■ **Stated exercise**:
Copy out the listing below line for line, with nothing changed.

Collected data entries
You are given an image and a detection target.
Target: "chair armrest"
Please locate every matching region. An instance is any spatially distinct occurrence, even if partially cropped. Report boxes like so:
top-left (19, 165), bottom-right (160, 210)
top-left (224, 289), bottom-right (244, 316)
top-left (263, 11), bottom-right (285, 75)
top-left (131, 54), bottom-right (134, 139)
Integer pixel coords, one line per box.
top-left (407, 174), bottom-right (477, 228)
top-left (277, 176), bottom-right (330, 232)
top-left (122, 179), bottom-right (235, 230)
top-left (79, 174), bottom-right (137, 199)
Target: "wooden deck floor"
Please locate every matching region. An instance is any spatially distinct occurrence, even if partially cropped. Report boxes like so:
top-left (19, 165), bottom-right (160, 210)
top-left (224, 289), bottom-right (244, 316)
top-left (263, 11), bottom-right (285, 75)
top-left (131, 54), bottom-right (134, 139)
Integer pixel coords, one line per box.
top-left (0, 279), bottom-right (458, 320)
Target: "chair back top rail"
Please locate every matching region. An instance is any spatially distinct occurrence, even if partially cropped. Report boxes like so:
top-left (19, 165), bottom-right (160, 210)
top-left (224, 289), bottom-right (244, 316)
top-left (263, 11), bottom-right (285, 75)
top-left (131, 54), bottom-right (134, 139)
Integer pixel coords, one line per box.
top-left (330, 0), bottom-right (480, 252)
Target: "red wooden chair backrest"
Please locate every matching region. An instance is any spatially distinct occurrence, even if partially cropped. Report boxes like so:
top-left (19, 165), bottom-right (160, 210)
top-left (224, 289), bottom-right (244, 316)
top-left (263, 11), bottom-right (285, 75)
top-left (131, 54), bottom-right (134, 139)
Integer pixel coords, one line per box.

■ **Expected answer**:
You are given an image and a detection target.
Target: "chair armrest"
Please locate every matching region. An instance is any spatially distinct occurrence, even if partially cropped. Report boxes like so:
top-left (19, 165), bottom-right (160, 210)
top-left (224, 289), bottom-right (244, 316)
top-left (263, 11), bottom-right (285, 75)
top-left (131, 54), bottom-right (134, 139)
Integer pixel coords, one line per box.
top-left (407, 174), bottom-right (477, 228)
top-left (277, 176), bottom-right (330, 232)
top-left (122, 179), bottom-right (235, 230)
top-left (79, 174), bottom-right (137, 199)
Target: "wooden deck floor"
Please locate every matching region. An instance is any spatially distinct occurrence, even if partially cropped. Report boxes like so:
top-left (19, 165), bottom-right (160, 210)
top-left (224, 289), bottom-right (244, 316)
top-left (263, 11), bottom-right (285, 75)
top-left (131, 54), bottom-right (134, 139)
Integer pixel coords, one line per box.
top-left (0, 279), bottom-right (458, 320)
Target: "chair back top rail"
Please locate every matching region. An instance is any spatially distinct occurrence, even if partially cropped. Report boxes like so:
top-left (19, 165), bottom-right (160, 210)
top-left (224, 289), bottom-right (244, 316)
top-left (263, 11), bottom-right (285, 75)
top-left (131, 54), bottom-right (134, 139)
Integer pixel coords, one line per box.
top-left (330, 0), bottom-right (480, 252)
Target: "red wooden chair backrest"
Please locate every matching region. An instance is any spatially distinct occurrence, even if partially cropped. Report boxes like so:
top-left (19, 165), bottom-right (160, 210)
top-left (224, 289), bottom-right (244, 316)
top-left (263, 11), bottom-right (285, 75)
top-left (131, 54), bottom-right (134, 139)
Integer pixel coords, one line per box.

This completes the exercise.